GIVEN INSTRUCTION: Could you copy out, word for word, the stretch of items from the line containing "My team would appreciate it if you could pinpoint the fence" through the line containing "left=0, top=170, right=446, bottom=319", including both of those lines?

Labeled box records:
--------------------------------

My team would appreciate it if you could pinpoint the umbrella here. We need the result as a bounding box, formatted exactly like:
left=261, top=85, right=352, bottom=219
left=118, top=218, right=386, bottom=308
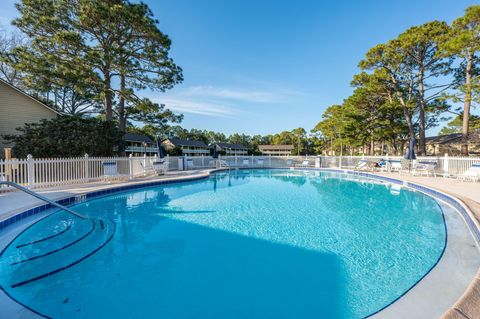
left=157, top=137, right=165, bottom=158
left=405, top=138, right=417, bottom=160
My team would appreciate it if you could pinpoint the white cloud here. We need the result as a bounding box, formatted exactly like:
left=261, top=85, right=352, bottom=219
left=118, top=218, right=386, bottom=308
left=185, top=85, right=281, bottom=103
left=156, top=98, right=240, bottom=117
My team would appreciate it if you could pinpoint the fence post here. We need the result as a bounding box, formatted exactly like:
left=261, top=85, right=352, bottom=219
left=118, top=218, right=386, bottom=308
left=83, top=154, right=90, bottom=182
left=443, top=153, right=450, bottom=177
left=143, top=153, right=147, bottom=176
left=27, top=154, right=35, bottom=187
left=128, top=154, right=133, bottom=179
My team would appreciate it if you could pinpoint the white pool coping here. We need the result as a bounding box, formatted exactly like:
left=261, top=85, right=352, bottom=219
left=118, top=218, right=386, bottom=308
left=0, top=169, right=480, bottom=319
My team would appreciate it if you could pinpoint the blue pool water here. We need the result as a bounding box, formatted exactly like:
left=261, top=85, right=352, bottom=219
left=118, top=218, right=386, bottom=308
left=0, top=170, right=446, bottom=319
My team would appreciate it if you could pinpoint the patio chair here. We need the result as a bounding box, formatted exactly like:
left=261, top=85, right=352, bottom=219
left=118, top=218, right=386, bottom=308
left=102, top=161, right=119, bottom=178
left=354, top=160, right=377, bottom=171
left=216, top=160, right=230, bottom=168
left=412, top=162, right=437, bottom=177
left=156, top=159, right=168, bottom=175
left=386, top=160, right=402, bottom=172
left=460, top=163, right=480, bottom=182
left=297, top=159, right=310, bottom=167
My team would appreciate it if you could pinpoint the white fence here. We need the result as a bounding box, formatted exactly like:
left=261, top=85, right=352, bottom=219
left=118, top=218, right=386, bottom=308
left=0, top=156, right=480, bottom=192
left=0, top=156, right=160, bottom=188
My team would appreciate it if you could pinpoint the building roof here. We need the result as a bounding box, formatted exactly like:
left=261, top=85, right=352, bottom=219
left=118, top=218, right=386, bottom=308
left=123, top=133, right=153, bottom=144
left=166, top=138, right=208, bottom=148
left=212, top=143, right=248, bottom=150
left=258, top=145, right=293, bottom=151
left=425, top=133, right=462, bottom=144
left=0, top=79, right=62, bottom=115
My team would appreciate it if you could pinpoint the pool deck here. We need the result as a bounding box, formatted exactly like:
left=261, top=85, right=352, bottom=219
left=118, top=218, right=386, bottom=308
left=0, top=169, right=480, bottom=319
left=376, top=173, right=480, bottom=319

--------------------------------

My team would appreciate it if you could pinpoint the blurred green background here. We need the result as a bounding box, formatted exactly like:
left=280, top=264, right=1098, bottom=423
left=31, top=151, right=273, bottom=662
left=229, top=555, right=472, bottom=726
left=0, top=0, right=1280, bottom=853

--------------------------------

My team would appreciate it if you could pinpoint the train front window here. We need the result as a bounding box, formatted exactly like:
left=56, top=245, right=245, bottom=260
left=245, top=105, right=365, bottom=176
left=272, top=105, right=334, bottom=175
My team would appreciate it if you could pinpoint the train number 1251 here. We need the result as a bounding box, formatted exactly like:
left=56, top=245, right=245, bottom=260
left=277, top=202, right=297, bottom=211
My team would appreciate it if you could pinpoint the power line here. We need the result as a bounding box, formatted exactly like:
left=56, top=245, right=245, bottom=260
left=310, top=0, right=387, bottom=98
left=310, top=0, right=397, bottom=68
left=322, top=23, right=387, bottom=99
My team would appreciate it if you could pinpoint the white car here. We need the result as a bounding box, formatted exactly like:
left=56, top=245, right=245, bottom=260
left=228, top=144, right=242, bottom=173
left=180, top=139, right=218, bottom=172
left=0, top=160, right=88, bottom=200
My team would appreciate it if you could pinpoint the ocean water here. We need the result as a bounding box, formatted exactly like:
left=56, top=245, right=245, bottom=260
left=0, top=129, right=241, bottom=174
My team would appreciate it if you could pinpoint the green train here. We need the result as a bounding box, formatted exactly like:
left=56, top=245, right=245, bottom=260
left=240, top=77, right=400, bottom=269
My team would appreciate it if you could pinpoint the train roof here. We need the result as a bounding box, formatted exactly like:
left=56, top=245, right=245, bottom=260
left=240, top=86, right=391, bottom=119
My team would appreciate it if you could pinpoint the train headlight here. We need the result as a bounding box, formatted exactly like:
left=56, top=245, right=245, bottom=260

--------------------------------

COMPLETE RESPONSE:
My team would appreciate it if you could pinpoint the fence post here. We need the result as a bounding box, formatted exactly like:
left=261, top=85, right=352, bottom=219
left=118, top=218, right=386, bottom=308
left=83, top=154, right=90, bottom=182
left=443, top=153, right=450, bottom=177
left=143, top=153, right=147, bottom=176
left=27, top=154, right=35, bottom=187
left=128, top=154, right=133, bottom=179
My team would appreciate it if you could pinpoint the white pool coping here. We need the result as a bounding box, formatted exactly like:
left=261, top=85, right=352, bottom=219
left=118, top=218, right=386, bottom=308
left=0, top=169, right=480, bottom=319
My team would appreciate it if you could pinpoint the blue pool water here. We need the result as a bounding box, formatted exactly like:
left=261, top=85, right=352, bottom=219
left=118, top=218, right=386, bottom=308
left=0, top=170, right=446, bottom=319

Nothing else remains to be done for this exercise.